— begin Dataset excerpts —

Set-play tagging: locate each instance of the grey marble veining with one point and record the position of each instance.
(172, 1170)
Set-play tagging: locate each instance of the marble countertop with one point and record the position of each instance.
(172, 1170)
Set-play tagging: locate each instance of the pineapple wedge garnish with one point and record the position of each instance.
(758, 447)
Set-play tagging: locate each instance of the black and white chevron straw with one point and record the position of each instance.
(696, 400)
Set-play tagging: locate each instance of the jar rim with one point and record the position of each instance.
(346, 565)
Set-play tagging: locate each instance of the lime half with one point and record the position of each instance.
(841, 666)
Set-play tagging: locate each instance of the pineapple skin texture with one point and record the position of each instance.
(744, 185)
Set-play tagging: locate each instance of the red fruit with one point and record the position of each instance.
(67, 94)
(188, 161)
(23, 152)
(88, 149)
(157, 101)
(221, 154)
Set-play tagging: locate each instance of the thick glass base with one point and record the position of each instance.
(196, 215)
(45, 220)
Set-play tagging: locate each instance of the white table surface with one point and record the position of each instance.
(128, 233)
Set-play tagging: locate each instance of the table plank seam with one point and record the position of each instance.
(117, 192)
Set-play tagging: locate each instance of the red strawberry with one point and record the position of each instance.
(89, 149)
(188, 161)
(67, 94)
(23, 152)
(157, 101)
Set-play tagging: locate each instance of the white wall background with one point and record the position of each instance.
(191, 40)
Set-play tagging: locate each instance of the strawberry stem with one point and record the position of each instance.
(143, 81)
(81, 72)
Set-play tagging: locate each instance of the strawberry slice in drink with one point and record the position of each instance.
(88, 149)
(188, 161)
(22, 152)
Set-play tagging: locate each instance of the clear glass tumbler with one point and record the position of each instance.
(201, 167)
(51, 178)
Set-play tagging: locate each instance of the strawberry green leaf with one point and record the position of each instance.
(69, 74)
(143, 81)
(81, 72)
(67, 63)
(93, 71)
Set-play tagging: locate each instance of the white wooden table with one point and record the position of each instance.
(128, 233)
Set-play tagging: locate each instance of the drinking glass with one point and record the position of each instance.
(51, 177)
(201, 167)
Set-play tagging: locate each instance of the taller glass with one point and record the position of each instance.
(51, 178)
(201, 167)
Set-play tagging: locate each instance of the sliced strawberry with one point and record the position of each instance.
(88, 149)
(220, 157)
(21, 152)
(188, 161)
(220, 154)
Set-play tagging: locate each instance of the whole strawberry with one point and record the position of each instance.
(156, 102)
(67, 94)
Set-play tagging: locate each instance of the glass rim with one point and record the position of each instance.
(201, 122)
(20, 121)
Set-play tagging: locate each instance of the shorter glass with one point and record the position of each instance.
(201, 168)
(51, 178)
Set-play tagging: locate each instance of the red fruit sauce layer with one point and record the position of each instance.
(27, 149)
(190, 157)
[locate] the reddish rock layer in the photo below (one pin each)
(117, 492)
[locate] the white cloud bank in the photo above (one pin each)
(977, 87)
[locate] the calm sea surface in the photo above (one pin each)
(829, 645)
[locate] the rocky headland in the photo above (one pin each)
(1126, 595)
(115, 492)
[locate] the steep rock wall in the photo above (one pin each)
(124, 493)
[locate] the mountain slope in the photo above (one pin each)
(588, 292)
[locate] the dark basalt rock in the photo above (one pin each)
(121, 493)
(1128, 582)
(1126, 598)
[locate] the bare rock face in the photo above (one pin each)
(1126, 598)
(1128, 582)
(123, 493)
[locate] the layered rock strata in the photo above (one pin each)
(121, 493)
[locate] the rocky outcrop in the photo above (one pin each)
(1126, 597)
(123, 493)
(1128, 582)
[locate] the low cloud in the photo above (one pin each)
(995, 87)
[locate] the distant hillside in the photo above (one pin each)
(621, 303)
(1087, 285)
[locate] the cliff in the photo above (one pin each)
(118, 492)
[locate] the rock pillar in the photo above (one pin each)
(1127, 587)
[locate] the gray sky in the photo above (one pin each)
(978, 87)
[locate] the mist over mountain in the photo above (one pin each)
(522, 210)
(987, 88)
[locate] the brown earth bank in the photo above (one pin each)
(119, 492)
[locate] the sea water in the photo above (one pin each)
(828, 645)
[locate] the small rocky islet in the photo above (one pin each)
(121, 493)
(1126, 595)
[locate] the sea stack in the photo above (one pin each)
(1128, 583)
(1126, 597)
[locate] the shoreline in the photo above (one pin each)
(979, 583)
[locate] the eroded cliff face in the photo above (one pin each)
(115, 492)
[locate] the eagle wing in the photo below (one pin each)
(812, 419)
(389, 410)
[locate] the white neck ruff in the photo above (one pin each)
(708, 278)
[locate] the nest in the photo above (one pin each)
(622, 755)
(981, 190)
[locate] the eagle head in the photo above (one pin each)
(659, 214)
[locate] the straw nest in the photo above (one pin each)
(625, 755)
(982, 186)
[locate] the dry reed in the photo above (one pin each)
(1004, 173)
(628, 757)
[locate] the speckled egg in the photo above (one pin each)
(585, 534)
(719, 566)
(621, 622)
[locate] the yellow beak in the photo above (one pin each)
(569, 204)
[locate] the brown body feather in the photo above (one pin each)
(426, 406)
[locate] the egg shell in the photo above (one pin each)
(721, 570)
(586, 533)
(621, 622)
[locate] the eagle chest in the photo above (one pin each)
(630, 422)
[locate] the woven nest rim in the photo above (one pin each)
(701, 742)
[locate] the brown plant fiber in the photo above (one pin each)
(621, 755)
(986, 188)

— end Dataset excerpts —

Set problem: Reproduce the entire listing above, substituting "hawk" for every occurrence of "eagle" and leaving everything else unchanged.

Complete output:
Set-play tagging: locate each instance of the grey marble veining with one point and record the position of each instance.
(172, 1170)
Set-play tagging: locate each instance of the marble countertop with one point and record the position of each instance.
(172, 1170)
Set-play tagging: locate each instance of the pineapple wedge garnish with one point and record the position of each instance.
(758, 447)
Set-play tagging: locate each instance of the black and white chevron straw with one point and record the position of each instance.
(696, 400)
Set-play tagging: locate each instance of the jar rim with one point and record the position of each instance.
(346, 565)
Set-play tagging: locate each instance of the lime half with one point and record the position of each instance.
(841, 666)
Set-play tagging: locate each instance of the pineapple skin texture with one point and record the position of each instance.
(744, 185)
Set-play tagging: locate each instance of the red fruit with one point and record the position of each instance.
(67, 94)
(188, 161)
(23, 152)
(88, 149)
(157, 101)
(221, 154)
Set-play tagging: locate each instance of the thick glass base with one point and record the position of each instance.
(196, 215)
(45, 220)
Set-play tagging: locate each instance of the white table surface with one point and record the position of each instance.
(128, 233)
Set-play tagging: locate each instance of the table plank seam with one point and record the position of each instance.
(117, 192)
Set-play tagging: locate each instance of the red strawberry with one point and record the position of each instance.
(89, 149)
(188, 161)
(67, 94)
(23, 152)
(157, 101)
Set-play tagging: locate each instance of the white wall background with one point and record the position of each instance.
(191, 40)
Set-play tagging: locate each instance of the strawberry stem with one point and record the position of each instance.
(143, 81)
(81, 72)
Set-play tagging: locate each instance of the strawberry slice in drink with one point and record the position of each instance.
(88, 149)
(188, 161)
(22, 152)
Set-play tagging: locate each instance of the clear glass tumbler with one point and record the position of each instance.
(201, 167)
(51, 178)
Set-play tagging: locate each instance of the strawberry green leaf with one point and record the position of each instance.
(69, 74)
(143, 81)
(81, 72)
(67, 63)
(93, 71)
Set-play tagging: locate each instance of the white wooden table with one point and record the position of each instance.
(128, 233)
Set-play tagging: locate each instance of the drinking glass with one point and record the position of each instance.
(51, 177)
(201, 167)
Set-play tagging: locate each instance of the taller glass with one point and record the position of each instance.
(51, 178)
(201, 167)
Set-play tagging: locate each instance of the sliced strawberry with one point and record the position of each instance.
(88, 149)
(220, 157)
(21, 152)
(188, 161)
(220, 154)
Set-play tagging: locate each instance of the whole strawberry with one point and record the position of each instance.
(156, 102)
(67, 94)
Set-play tagging: locate each instance of the glass rim with one point and record the position of each instance.
(201, 122)
(20, 121)
Set-play tagging: locate each instance of the shorter glass with one point and record the position of each instance.
(201, 168)
(51, 178)
Set-play tagging: locate each instance of the red fruit sauce layer with one point and record the position of each instance.
(27, 149)
(190, 157)
[locate] the reddish rock layer in the photo below (one pin each)
(117, 492)
[locate] the white cloud bank in the photo above (one pin each)
(977, 87)
[locate] the calm sea surface in the photo above (one pin each)
(829, 645)
[locate] the rocky headland in the photo above (one pin each)
(1126, 595)
(115, 492)
[locate] the steep rock wall in the photo above (one pin each)
(124, 493)
[locate] the mountain slope in the photo above (one pin each)
(588, 292)
[locate] the dark basalt rock in the photo above (one pin each)
(121, 493)
(1128, 582)
(1126, 598)
[locate] the bare rock face in the photo above (one pin each)
(1126, 598)
(1128, 582)
(123, 493)
[locate] the layered rock strata in the photo above (one pin each)
(121, 493)
[locate] the rocky outcrop in the photo above (one pin each)
(1126, 597)
(123, 493)
(1128, 582)
[locate] the low cloud in the photo above (one pin each)
(995, 87)
[locate] the distant hillside in the photo above (one pin each)
(621, 303)
(1087, 285)
[locate] the cliff in the photo above (one pin each)
(118, 492)
[locate] the rock pillar in the photo above (one pin each)
(1127, 587)
[locate] the gray sky in the photo above (one pin each)
(978, 87)
[locate] the mist over mountain in the photo above (one pin each)
(522, 210)
(987, 88)
[locate] the brown earth bank in the photo above (one pin each)
(119, 492)
[locate] the sea water in the photo above (one pin each)
(828, 645)
[locate] the small rocky islet in the photo above (one pin each)
(121, 493)
(1126, 595)
[locate] the sea stack in the photo above (one pin each)
(1128, 583)
(1126, 597)
[locate] the shoreline in the photo above (one pin each)
(979, 583)
[locate] the eroded cliff face in the photo above (one pin each)
(115, 492)
[locate] the hawk wing in the photo below (one pin each)
(812, 419)
(389, 410)
[locate] the white neck ruff in the photo above (one pin each)
(708, 278)
[locate] the nest in the photo above (one pin each)
(622, 755)
(981, 190)
[locate] the hawk head in the photo above (one pin each)
(659, 214)
[locate] the straw nest in the photo above (one pin each)
(625, 755)
(982, 186)
[locate] the dry reed in the photo above (one pin each)
(1004, 173)
(628, 757)
[locate] the speckled egg in the photo above (one pin each)
(585, 534)
(719, 566)
(621, 622)
[locate] the yellow beak in the photo above (one pin each)
(569, 204)
[locate] the brown body feather in the photo above (one pin each)
(426, 406)
[locate] the egg shell in the photo above (one pin each)
(721, 570)
(586, 533)
(621, 622)
[locate] the hawk chest in the photo above (one pin each)
(630, 422)
[locate] the woven nest rim in the photo above (one pin each)
(701, 742)
[locate] the brown plant fiber in the photo above (one pin each)
(621, 755)
(986, 188)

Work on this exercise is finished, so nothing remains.